Material for this task -
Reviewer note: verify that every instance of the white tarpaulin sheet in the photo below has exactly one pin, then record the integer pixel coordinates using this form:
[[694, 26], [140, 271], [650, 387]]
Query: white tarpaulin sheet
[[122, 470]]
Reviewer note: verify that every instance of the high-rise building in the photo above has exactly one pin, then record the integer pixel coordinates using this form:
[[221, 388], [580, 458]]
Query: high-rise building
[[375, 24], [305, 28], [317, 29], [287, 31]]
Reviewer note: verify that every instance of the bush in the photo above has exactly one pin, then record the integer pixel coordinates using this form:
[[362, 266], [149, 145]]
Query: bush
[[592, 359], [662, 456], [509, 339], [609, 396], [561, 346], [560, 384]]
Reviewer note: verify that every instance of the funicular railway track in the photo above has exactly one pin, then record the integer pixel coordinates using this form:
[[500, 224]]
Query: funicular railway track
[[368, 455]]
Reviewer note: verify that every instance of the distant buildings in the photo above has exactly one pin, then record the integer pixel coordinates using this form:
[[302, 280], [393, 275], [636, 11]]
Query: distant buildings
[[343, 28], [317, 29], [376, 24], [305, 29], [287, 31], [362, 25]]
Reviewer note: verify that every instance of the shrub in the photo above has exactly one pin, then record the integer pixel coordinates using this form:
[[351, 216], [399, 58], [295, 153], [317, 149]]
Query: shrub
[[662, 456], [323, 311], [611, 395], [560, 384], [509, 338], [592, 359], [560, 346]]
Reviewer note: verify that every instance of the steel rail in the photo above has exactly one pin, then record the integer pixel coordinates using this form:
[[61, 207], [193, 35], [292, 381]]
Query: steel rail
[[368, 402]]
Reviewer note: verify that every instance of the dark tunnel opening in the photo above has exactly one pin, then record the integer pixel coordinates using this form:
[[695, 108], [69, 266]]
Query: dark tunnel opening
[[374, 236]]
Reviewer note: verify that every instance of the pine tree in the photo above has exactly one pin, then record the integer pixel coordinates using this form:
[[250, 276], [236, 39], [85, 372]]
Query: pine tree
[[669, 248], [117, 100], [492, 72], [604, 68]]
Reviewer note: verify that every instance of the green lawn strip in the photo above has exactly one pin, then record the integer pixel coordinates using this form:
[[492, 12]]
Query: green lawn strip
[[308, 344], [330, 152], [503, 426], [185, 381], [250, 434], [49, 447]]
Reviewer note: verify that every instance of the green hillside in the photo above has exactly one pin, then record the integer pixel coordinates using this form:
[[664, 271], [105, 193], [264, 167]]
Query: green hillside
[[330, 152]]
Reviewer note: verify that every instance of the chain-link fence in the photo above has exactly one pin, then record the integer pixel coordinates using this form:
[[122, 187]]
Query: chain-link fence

Exercise description -
Copy out every one of the records above again, word for word and with nothing changed.

Result of this task -
Reviewer note: verify that every instance of the white tarpaulin sheet in the photo below has exactly one pin, then record the integer pixel coordinates using this form:
[[694, 26], [140, 271], [650, 387]]
Query: white tarpaulin sheet
[[122, 470]]
Reviewer note: verify that every instance of the high-rise building in the photo above has exactly one pin, then record the integer pixel coordinates using this form:
[[221, 388], [580, 458]]
Query: high-rise building
[[375, 24], [305, 28], [317, 29], [287, 31]]
Reviewer note: verify that every instance of the bush in the photo above has exactly one pin, then record the integer pixel coordinates using this form:
[[362, 266], [149, 145]]
Query: bush
[[592, 359], [662, 456], [509, 339], [609, 396], [561, 346], [560, 384]]
Reviewer note: verify that every instance of the funicular railway track in the photo above has exactly one pin, then record the integer pixel coordinates using this form:
[[500, 224]]
Query: funicular railway track
[[368, 455]]
Reviewer note: verify that every instance of the distant buildings in the photo above has exactly one pin, then record the integer pixel coordinates using this form:
[[302, 280], [393, 275], [636, 11]]
Query: distant buildings
[[343, 28], [317, 29], [376, 24], [305, 29], [287, 31], [362, 25]]
Reviewer note: verify that every instance of the shrub in the photo above has exactly one pin, then record the integer pixel coordinates using this form:
[[351, 216], [399, 58], [295, 153], [317, 149]]
Query: shrub
[[662, 456], [323, 311], [611, 395], [560, 384], [509, 338], [592, 359], [560, 346]]
Reviewer note: verify that every instance of the steel rail in the photo above has exactly one pin, then record the integer pixel coordinates using this form:
[[61, 207], [193, 35], [292, 381]]
Query: steel rail
[[368, 402]]
Reviewer note: verify that every instance of the dark tunnel opening in the photo above has exactly one pin, then record the integer pixel coordinates using this form:
[[695, 108], [69, 266]]
Query: dark tunnel opening
[[374, 236]]
Reviewer note: verify that every instance of the pine tree in the photo above has exactly one pin, then record the integer pixel coordinates using this form:
[[250, 276], [236, 39], [85, 372]]
Query: pine tree
[[669, 248], [117, 100], [492, 72], [604, 68]]
Reviewer note: verify that every instance of the green lawn strip in the photo above has exactly one pin, then record the integer pixel coordinates using this form:
[[492, 12]]
Query: green lawn strip
[[308, 344], [330, 152], [503, 426], [185, 381], [250, 434], [49, 447]]
Reviewer note: verify that every instance of the green hillside in the photo above has exactly one pin, then record the integer pixel coordinates using this form:
[[664, 271], [105, 193], [264, 167]]
Query: green hillside
[[330, 152]]
Reviewer note: verify that every instance of the chain-link fence in the photo above has exactly one pin, then record the integer pixel coordinates using this form:
[[122, 187]]
Query: chain-link fence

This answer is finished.